--- Materials provided ---
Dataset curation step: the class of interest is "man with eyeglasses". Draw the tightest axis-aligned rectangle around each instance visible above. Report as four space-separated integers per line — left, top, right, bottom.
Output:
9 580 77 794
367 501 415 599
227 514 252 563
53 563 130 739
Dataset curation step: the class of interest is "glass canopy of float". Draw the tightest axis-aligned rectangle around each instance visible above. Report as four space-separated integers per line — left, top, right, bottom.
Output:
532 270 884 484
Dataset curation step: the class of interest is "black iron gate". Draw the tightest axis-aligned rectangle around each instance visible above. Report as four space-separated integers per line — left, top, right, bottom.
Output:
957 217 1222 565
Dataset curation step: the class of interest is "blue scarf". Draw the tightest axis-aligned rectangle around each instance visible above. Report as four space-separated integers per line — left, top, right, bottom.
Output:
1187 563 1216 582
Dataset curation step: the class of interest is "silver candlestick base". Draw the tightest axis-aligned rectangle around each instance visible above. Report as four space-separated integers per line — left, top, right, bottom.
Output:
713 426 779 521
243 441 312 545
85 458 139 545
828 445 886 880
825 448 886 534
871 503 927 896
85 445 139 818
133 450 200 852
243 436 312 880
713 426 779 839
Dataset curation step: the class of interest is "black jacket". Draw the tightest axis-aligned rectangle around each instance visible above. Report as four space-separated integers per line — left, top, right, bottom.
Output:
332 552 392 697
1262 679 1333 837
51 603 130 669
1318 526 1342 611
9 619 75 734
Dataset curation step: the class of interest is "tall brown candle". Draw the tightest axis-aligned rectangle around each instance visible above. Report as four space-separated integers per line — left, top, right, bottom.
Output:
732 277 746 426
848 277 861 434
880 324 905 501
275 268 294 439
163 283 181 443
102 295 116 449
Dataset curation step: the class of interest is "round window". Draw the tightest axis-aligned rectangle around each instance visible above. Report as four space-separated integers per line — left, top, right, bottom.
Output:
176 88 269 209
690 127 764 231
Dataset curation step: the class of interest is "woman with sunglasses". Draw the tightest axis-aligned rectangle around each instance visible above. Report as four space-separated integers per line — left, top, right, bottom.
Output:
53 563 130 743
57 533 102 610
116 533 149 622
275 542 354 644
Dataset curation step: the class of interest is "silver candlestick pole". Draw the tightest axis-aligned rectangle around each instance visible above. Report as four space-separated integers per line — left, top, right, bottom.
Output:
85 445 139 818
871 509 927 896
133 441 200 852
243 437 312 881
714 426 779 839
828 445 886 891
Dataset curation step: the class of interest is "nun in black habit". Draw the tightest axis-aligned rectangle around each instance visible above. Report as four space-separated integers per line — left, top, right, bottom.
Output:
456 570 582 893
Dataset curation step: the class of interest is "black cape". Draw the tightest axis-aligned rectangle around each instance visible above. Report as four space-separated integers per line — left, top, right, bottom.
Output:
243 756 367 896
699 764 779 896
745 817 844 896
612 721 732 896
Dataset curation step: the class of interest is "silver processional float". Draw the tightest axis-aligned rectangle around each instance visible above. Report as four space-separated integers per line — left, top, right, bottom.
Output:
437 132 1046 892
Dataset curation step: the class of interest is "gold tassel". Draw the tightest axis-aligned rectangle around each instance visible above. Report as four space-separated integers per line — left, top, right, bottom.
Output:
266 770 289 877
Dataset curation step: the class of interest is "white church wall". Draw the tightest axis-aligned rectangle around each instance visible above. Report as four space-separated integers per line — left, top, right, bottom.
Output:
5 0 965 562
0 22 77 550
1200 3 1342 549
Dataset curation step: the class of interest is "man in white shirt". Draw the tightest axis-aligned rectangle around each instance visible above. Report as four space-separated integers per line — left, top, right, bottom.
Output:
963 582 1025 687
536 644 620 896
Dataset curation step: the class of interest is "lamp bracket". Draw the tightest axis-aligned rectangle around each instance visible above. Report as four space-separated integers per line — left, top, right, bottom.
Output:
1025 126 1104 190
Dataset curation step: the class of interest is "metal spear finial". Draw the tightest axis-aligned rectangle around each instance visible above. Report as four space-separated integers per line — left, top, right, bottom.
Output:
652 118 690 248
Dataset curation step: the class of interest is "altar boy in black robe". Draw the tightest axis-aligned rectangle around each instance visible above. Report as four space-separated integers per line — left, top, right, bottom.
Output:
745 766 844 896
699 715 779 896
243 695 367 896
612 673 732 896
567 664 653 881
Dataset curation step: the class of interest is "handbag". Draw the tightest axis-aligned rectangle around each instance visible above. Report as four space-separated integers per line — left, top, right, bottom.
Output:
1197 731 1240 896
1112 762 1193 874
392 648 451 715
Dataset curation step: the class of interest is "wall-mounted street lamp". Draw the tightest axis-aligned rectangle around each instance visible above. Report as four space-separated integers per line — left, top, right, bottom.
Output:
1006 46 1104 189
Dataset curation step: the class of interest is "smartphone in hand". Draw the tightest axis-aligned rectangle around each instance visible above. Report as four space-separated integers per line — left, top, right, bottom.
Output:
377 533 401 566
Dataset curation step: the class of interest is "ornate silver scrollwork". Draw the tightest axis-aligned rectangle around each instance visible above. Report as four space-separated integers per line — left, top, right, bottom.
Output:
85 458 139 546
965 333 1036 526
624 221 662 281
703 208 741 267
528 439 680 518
==
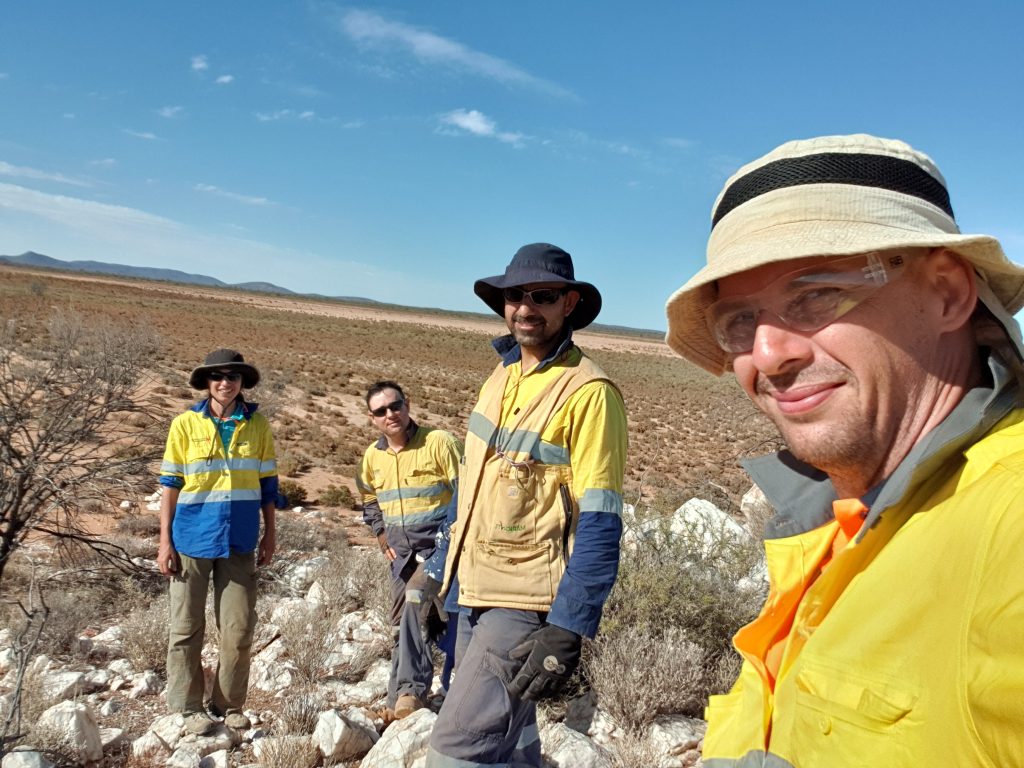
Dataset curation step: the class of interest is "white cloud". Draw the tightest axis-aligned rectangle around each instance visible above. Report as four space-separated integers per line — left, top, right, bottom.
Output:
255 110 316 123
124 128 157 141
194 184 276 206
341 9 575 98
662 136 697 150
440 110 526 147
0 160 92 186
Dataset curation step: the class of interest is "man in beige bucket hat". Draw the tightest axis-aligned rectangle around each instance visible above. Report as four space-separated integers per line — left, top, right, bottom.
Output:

--- Job ---
Count the lines in the records above that contain the string "lamp", and give only the number.

--- Task result ---
2